INSTRUCTION
Lay out every line of the listing below as a Markdown table with the columns "Row" and "Line", numbering the rows in order and leaving out blank lines.

Stored entries:
================================

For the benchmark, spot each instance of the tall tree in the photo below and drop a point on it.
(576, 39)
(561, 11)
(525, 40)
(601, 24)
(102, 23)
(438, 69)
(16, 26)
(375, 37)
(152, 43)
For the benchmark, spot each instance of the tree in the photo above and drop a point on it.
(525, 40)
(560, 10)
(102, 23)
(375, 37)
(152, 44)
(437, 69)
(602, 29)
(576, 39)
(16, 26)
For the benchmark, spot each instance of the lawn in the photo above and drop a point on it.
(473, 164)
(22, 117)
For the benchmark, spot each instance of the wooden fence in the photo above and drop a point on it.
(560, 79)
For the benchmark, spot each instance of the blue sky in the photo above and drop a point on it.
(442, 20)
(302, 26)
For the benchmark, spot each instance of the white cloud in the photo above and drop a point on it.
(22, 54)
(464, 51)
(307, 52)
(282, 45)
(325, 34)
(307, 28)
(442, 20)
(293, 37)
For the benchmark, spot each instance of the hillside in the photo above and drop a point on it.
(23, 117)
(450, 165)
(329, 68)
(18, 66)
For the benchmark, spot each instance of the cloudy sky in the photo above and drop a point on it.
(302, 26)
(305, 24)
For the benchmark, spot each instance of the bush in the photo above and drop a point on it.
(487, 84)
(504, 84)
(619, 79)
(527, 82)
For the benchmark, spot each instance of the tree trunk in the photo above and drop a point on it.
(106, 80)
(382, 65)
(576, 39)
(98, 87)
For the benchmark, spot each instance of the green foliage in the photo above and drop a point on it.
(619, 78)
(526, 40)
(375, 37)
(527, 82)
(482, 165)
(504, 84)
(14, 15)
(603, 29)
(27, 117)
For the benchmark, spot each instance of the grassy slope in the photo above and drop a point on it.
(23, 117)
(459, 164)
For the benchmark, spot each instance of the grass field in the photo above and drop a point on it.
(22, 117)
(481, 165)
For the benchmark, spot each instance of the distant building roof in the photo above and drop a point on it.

================================

TASK ANSWER
| Row | Line |
|---|---|
| 1 | For the benchmark, spot each instance of the tall tree in the photo below and drop a point on it. |
| 2 | (576, 39) |
| 3 | (561, 11) |
| 4 | (525, 40) |
| 5 | (601, 24) |
| 6 | (102, 23) |
| 7 | (438, 69) |
| 8 | (16, 26) |
| 9 | (375, 37) |
| 10 | (152, 43) |
| 11 | For the benchmark, spot each instance of the tree in the photo above and drop a point on it. |
| 12 | (525, 40) |
| 13 | (560, 10) |
| 14 | (102, 23) |
| 15 | (375, 37) |
| 16 | (152, 44) |
| 17 | (437, 69) |
| 18 | (602, 29) |
| 19 | (576, 39) |
| 20 | (16, 26) |
| 21 | For the benchmark, spot each instance of the lawn in the photo above and drop a point on it. |
| 22 | (473, 164) |
| 23 | (22, 117) |
| 24 | For the benchmark, spot each instance of the wooden fence in the photo above and drop a point on it. |
| 25 | (560, 79) |
| 26 | For the benchmark, spot each instance of the blue sky in the photo above and drop a point on it. |
| 27 | (442, 20) |
| 28 | (302, 26) |
| 29 | For the benchmark, spot each instance of the white cloud in the photo above and drop a point on it. |
| 30 | (22, 54) |
| 31 | (464, 51) |
| 32 | (307, 52) |
| 33 | (282, 45) |
| 34 | (325, 34) |
| 35 | (307, 28) |
| 36 | (442, 20) |
| 37 | (293, 37) |
| 38 | For the benchmark, spot each instance of the hillside in the photo above and drop a point on it. |
| 39 | (23, 117) |
| 40 | (450, 165) |
| 41 | (329, 68) |
| 42 | (18, 66) |
| 43 | For the benchmark, spot each instance of the cloudy sky in the photo above and drop a point on it. |
| 44 | (302, 26) |
| 45 | (305, 24) |
| 46 | For the benchmark, spot each instance of the bush in the photo above and drop a point on it. |
| 47 | (487, 84) |
| 48 | (504, 84) |
| 49 | (619, 79) |
| 50 | (527, 82) |
| 51 | For the benchmark, spot each instance of the tree trunk in the photo above and drop a point on it. |
| 52 | (106, 80) |
| 53 | (382, 65) |
| 54 | (576, 39) |
| 55 | (98, 87) |
| 56 | For the benchmark, spot each instance of the green foliage in the photo above and drop a point on it. |
| 57 | (619, 78) |
| 58 | (526, 40) |
| 59 | (375, 37) |
| 60 | (527, 82) |
| 61 | (482, 165) |
| 62 | (504, 84) |
| 63 | (14, 15) |
| 64 | (603, 29) |
| 65 | (27, 117) |
| 66 | For the benchmark, spot each instance of the grassy slope in the photo above and drop a point on it. |
| 67 | (23, 117) |
| 68 | (459, 164) |
| 69 | For the benchmark, spot each instance of the grass field in the photo above and drop a point on it. |
| 70 | (22, 117) |
| 71 | (481, 165) |
| 72 | For the benchmark, spot each instance of the distant building roof in the photo above and drop a point on it. |